• Consigne: Remplacez « forte » par « vive » dans l'article sur Margaret Thatcher, puis recopiez tout ce qui va de « Est-ce qu’ils voulaient » jusqu'à « nécessairement le dossier. ».

• Document source:
Par Samuele Furfari.

Est-ce qu’ils voulaient réellement que leurs petits-fils les suivent ?

 

Le décès de Margaret Thatcher a suscité une forte réaction populaire même si toutes les voix ne se sont pas exprimées. Comme souvent, ceux qui crient le plus fort ne sont que minoritaires. Margaret Thatcher a souvent été critiquée pour ses initiatives, entre autres celle concernant sa gestion de la grève des mineurs de 1984-1985. Puisqu’il s’agissait de houilleurs et que le charbon a figuré dans mon domaine d’activités professionnelles, peut-être qu’un témoignage personnel sur cet événement majeur dans l’évolution de l’économie européenne apportera un peu de clarté à ces critiques qui ne connaissent pas nécessairement le dossier.

Comme dans tous les pays de l’UE, une grande partie des charbonnages britanniques étaient fortement déficitaires lors de l’arrivée au pouvoir de Thatcher : les mines du Limbourg néerlandais avaient déjà toutes fermé, tout comme celles de la Wallonie hormis celle du charbonnage Ste Catherine du Roton à Farciennes (Charleroi) qui leur a emboîté le pas en septembre 1984. La page d’histoire glorieuse des houilleurs wallons (et italiens… dont mon père) était définitivement tournée. Sans grève et sans heurts.

Au Royaume-Uni, cela s’est déroulé dans un mémorable bras de fer avec le tout puissant syndicat des mineurs, la National Union Mineworkers (NUM). Son leader Arthur Scargill, surnommé Arthur le Rouge, était tout aussi puissant. À l’époque, je travaillais dans le domaine de la politique charbonnière et mon directeur était chargé personnellement du dossier de cette mémorable grève. J’ai pu ainsi, bien que n’étant pas directement impliqué, suivre de très près l’évolution du dossier.

• Lignes de données:
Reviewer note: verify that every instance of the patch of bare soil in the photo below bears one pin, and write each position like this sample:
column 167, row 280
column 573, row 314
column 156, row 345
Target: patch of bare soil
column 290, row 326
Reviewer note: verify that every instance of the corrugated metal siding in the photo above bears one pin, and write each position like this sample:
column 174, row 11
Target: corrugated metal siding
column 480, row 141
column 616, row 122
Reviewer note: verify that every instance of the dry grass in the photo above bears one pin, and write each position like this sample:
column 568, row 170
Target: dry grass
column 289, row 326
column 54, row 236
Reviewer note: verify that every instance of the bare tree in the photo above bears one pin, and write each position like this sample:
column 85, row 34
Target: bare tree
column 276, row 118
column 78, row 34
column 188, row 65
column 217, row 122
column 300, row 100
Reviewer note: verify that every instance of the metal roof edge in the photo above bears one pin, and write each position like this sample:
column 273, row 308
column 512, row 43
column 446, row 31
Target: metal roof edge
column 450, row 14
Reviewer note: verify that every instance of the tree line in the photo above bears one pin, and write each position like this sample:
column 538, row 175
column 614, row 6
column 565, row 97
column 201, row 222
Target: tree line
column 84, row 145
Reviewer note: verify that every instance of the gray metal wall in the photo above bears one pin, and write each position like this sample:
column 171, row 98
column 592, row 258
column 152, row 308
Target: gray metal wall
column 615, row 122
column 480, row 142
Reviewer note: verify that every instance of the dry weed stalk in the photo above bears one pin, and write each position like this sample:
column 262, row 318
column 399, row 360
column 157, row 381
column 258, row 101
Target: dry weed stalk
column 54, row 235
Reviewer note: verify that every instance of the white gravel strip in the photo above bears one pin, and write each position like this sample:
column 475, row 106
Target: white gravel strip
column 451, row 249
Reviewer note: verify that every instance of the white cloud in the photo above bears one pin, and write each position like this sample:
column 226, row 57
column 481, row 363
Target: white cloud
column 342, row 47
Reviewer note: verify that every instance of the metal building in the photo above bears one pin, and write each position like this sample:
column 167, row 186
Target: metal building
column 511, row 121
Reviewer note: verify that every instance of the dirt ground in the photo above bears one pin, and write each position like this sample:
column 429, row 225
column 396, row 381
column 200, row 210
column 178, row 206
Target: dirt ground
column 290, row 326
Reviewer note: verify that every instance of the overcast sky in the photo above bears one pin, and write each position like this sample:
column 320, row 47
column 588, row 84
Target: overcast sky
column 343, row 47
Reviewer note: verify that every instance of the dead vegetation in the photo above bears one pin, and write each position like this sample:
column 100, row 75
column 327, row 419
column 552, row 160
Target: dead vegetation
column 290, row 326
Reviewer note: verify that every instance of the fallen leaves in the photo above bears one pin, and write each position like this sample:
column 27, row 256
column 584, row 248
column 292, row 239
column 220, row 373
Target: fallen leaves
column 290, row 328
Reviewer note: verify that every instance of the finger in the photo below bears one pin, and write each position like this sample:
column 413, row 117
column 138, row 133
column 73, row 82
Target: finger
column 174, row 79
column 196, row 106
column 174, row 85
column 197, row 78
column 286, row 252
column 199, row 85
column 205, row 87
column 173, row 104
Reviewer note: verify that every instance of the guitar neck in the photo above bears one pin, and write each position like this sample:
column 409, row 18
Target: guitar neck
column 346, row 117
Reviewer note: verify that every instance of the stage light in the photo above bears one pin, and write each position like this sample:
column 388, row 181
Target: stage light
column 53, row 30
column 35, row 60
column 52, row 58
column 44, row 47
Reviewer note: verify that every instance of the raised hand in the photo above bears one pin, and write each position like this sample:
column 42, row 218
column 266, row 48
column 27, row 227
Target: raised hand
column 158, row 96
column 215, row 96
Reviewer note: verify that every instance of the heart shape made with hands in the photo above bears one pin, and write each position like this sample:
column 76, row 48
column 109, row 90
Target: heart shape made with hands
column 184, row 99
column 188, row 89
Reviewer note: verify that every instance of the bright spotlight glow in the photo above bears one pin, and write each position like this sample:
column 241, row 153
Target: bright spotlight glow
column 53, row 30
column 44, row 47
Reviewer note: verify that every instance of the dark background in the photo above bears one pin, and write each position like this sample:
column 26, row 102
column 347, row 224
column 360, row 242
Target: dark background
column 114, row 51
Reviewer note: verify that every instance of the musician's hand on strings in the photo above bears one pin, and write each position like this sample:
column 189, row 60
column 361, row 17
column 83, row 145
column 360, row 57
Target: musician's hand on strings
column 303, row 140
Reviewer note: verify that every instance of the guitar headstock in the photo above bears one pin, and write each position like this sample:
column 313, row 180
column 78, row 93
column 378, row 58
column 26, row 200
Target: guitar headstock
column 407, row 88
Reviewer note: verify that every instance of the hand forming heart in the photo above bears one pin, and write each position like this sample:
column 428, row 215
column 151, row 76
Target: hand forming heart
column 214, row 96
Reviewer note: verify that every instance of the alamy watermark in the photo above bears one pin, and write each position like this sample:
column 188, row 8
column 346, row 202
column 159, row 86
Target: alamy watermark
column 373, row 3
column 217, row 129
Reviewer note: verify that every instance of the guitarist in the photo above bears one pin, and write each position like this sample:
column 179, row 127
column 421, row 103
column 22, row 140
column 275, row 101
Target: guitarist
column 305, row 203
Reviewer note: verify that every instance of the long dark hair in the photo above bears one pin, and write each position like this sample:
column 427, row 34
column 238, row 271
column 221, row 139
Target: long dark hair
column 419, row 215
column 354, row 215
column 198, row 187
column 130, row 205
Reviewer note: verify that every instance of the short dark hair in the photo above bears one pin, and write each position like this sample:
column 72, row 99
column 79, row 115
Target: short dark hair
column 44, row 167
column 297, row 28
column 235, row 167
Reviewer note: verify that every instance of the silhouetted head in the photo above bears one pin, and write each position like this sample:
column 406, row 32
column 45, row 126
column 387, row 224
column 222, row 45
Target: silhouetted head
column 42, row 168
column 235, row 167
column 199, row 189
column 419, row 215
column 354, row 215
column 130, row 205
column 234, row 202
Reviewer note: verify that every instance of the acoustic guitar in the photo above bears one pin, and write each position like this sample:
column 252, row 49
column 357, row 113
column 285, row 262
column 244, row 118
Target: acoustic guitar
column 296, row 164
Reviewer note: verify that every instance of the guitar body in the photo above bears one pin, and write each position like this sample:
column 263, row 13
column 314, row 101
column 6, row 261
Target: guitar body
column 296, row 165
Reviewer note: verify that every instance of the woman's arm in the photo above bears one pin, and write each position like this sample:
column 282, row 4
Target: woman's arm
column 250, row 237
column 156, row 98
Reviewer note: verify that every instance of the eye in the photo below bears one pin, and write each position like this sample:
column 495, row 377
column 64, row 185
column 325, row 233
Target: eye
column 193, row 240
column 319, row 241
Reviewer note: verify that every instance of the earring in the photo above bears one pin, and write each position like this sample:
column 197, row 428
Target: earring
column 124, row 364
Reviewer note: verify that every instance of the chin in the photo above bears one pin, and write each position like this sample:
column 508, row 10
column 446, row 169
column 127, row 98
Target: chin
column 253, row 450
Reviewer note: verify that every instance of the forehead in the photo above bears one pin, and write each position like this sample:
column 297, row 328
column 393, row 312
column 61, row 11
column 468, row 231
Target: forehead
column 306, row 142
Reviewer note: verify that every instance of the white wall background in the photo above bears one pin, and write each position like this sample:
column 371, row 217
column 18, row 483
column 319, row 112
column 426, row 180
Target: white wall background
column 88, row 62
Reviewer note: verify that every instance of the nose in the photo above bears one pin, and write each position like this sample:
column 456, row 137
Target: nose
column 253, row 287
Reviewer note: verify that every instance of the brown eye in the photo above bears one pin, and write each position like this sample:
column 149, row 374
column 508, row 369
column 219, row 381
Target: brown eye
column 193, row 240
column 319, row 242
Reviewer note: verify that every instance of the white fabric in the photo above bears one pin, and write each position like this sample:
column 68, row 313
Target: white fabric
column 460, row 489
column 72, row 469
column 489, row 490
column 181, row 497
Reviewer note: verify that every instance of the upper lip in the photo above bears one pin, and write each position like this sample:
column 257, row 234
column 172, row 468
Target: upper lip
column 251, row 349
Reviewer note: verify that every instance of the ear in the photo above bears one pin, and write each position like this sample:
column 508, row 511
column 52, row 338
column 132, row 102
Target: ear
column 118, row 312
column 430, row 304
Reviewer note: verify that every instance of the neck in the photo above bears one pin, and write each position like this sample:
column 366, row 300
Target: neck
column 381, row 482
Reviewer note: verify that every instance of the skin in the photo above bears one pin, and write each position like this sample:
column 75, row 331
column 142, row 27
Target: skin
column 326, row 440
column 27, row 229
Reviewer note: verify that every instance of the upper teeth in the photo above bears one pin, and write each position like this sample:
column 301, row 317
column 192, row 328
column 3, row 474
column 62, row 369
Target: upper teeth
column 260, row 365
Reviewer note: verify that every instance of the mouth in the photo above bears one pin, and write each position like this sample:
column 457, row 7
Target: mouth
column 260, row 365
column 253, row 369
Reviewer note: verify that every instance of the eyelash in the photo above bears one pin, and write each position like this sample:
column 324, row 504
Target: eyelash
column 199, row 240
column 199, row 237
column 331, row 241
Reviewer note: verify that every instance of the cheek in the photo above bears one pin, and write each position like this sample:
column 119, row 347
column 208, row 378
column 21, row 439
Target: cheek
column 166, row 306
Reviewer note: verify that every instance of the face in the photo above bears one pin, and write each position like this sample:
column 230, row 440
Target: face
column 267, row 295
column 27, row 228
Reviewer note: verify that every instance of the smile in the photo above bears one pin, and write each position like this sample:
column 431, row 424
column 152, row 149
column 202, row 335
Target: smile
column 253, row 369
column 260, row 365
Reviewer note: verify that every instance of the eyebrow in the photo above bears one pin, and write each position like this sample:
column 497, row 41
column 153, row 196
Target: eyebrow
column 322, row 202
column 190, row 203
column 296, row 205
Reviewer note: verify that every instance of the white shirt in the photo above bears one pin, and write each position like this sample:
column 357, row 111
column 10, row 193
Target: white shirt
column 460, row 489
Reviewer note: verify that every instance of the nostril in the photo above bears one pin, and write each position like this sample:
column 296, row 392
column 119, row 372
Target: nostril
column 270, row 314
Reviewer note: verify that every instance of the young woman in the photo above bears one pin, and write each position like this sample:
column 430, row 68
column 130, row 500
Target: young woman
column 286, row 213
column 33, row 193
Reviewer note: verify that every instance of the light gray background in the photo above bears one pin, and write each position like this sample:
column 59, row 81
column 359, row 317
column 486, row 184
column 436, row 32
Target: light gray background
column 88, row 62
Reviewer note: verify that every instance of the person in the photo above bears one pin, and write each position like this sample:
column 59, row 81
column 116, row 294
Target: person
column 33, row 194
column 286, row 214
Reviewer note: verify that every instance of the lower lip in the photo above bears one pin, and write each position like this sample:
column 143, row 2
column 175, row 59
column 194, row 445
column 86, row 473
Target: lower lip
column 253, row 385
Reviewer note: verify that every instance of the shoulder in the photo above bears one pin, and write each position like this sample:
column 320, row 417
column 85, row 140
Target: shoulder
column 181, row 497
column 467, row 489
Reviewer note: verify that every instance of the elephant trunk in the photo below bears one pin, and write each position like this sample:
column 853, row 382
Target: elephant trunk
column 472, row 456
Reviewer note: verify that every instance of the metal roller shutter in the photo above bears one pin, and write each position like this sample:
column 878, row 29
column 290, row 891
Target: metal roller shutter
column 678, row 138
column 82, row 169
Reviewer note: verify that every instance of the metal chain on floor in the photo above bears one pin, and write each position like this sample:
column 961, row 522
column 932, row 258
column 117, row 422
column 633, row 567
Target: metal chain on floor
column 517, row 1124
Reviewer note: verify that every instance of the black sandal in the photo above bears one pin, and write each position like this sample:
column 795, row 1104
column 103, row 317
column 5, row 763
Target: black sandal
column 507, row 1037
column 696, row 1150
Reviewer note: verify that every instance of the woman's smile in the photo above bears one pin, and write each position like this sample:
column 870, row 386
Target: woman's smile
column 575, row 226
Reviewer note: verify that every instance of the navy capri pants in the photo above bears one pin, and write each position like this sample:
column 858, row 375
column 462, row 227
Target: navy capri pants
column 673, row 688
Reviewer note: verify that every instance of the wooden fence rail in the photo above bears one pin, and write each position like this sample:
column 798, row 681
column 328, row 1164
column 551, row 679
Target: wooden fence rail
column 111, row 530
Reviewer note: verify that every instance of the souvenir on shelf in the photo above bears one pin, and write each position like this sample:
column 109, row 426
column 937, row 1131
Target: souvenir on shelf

• Réponse rédigée:
Est-ce qu’ils voulaient réellement que leurs petits-fils les suivent ?

 

Le décès de Margaret Thatcher a suscité une vive réaction populaire même si toutes les voix ne se sont pas exprimées. Comme souvent, ceux qui crient le plus fort ne sont que minoritaires. Margaret Thatcher a souvent été critiquée pour ses initiatives, entre autres celle concernant sa gestion de la grève des mineurs de 1984-1985. Puisqu’il s’agissait de houilleurs et que le charbon a figuré dans mon domaine d’activités professionnelles, peut-être qu’un témoignage personnel sur cet événement majeur dans l’évolution de l’économie européenne apportera un peu de clarté à ces critiques qui ne connaissent pas nécessairement le dossier.